Stored data:
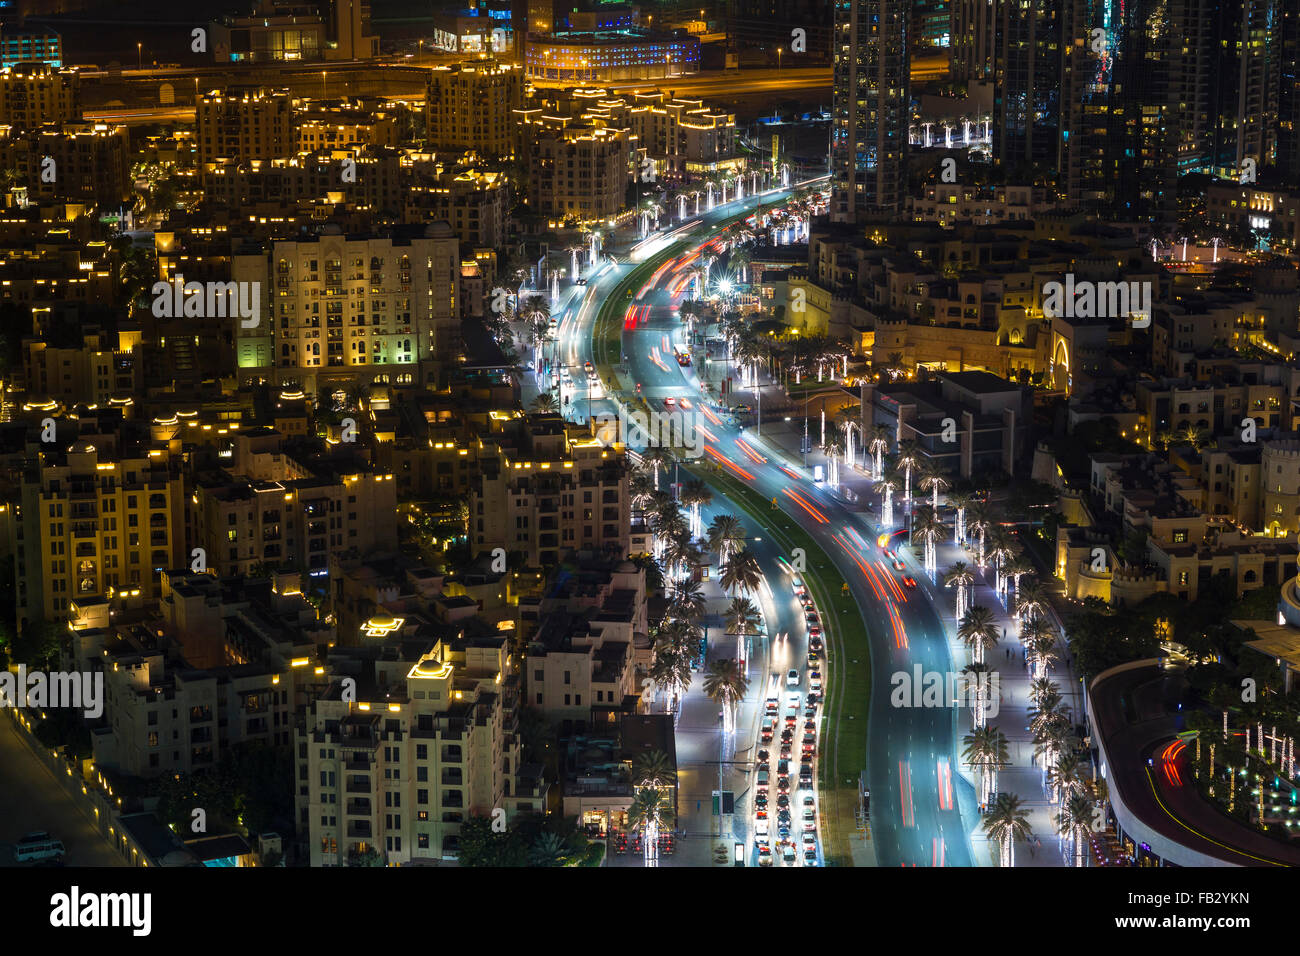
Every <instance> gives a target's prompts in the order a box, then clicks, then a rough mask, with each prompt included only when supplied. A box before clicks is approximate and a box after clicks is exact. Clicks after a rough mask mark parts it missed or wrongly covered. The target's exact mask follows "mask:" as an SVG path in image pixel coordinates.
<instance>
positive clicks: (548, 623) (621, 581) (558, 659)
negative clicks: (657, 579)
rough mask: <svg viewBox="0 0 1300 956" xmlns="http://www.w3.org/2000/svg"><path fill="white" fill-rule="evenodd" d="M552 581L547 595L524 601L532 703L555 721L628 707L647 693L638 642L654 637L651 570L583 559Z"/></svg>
mask: <svg viewBox="0 0 1300 956" xmlns="http://www.w3.org/2000/svg"><path fill="white" fill-rule="evenodd" d="M551 584H552V587H551V588H550V589H549V591H547V592H546V596H545V597H543V598H538V600H534V601H525V600H523V598H521V600H520V628H521V636H525V639H526V640H528V659H526V669H525V670H526V674H525V678H526V680H525V685H526V692H525V700H526V702H528V704H529V705H530V706H536V708H538V709H539V710H541V711H542V713H543V714H546V717H547V718H549V719H551V721H581V722H589V721H590V719H591V711H593V709H597V710H599V709H617V710H621V709H624V706H625V705H627V704H628V701H629V700H630V698H636V697H638V696H640V693H641V688H640V684H638V680H637V670H636V666H634V665H636V648H637V639H641V644H645V643H647V640H649V639H647V637H646V632H647V631H649V626H647V611H646V587H645V571H642V570H641V568H638V567H636V566H634V564H633V563H632V562H629V561H619V562H616V563H608V562H606V563H603V564H602V563H601V562H578V567H577V570H576V571H575V572H573V574H571V575H567V576H564V578H563V579H562V580H554V581H551ZM533 627H536V630H529V628H533Z"/></svg>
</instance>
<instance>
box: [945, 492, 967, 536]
mask: <svg viewBox="0 0 1300 956" xmlns="http://www.w3.org/2000/svg"><path fill="white" fill-rule="evenodd" d="M971 501H972V499H971V496H969V494H966V492H949V493H948V503H949V505H952V506H953V507H954V509H956V510H957V527H956V528H954V531H953V540H954V541H957V544H961V545H963V544H966V509H969V507H970V506H971Z"/></svg>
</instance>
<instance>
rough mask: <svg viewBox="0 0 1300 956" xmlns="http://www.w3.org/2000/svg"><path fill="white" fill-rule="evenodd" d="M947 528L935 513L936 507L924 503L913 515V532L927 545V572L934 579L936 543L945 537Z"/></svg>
mask: <svg viewBox="0 0 1300 956" xmlns="http://www.w3.org/2000/svg"><path fill="white" fill-rule="evenodd" d="M945 531H946V528H945V527H944V523H943V522H941V520H939V515H937V514H935V509H932V507H930V505H922V506H920V507H919V509H917V514H915V515H913V520H911V533H913V535H914V536H915V537H919V538H920V541H922V544H924V546H926V574H928V575H930V576H931V580H933V576H935V564H936V555H935V551H936V548H935V546H936V545H937V544H939V541H940V540H941V538H943V537H944V532H945Z"/></svg>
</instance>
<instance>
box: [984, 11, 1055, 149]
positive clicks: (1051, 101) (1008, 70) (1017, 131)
mask: <svg viewBox="0 0 1300 956" xmlns="http://www.w3.org/2000/svg"><path fill="white" fill-rule="evenodd" d="M983 5H985V4H982V7H983ZM1000 7H1001V9H1000V10H998V13H1000V20H998V29H997V30H996V44H995V61H993V78H995V86H993V157H995V159H996V160H997V161H998V163H1001V164H1002V165H1005V166H1010V168H1015V166H1021V165H1040V166H1050V168H1053V169H1054V168H1056V165H1057V159H1058V156H1057V153H1058V148H1060V142H1061V57H1062V49H1061V42H1062V36H1061V26H1062V16H1061V3H1060V0H1048V1H1047V3H1040V4H1018V3H1002V4H1000Z"/></svg>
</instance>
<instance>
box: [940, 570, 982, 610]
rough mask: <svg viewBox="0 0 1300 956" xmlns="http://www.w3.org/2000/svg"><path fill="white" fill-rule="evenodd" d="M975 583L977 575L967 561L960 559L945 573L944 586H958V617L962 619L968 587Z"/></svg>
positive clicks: (965, 600) (957, 606)
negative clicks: (961, 559)
mask: <svg viewBox="0 0 1300 956" xmlns="http://www.w3.org/2000/svg"><path fill="white" fill-rule="evenodd" d="M974 583H975V575H974V574H971V570H970V568H969V567H967V566H966V562H963V561H958V562H956V563H954V564H953V566H952V567H950V568H948V572H946V574H945V575H944V587H946V588H957V619H958V620H961V619H962V615H963V614H966V593H967V589H969V588H970V587H971V585H972V584H974Z"/></svg>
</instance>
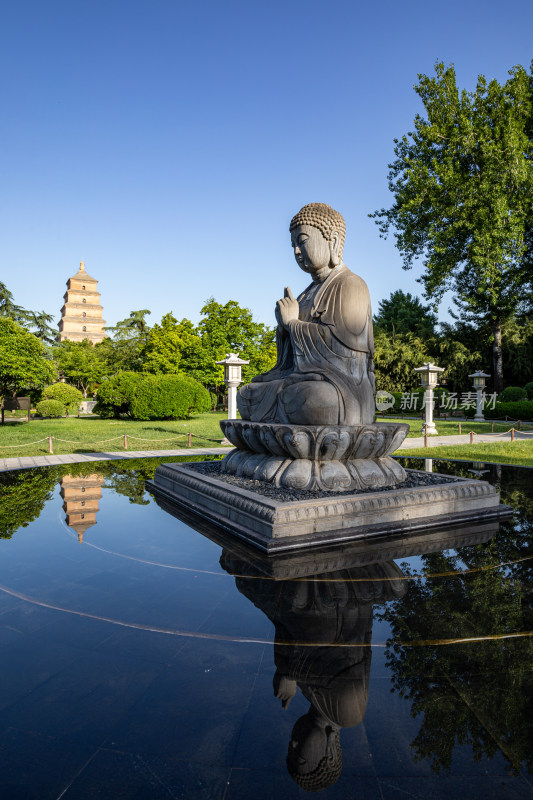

To do: Reproduce the lines verbatim, beginning at the start of the records and continuing through the line containing "581L547 595L524 601L532", with both ends included. Omit the pictures from your reproduction.

Response for this exercise:
Every <instance> gives a target's prompts in the order a box, then clicks, then a rough mask, with each prompt included only when supplied. A box before clicks is approximate and a box after clicks is exact. Clicks after a rough mask mark parts it missed or wrongly covered. The target's exact mask follows "mask:" as an SVG path in image pixel coordinates.
<instance>
positive clicks: (548, 623) (621, 581) (558, 659)
negative clicks: (657, 579)
rough mask: <svg viewBox="0 0 1300 956" xmlns="http://www.w3.org/2000/svg"><path fill="white" fill-rule="evenodd" d="M552 581L547 595L524 601L532 703L555 721L628 707L647 693L638 642L654 637L651 570L583 559Z"/></svg>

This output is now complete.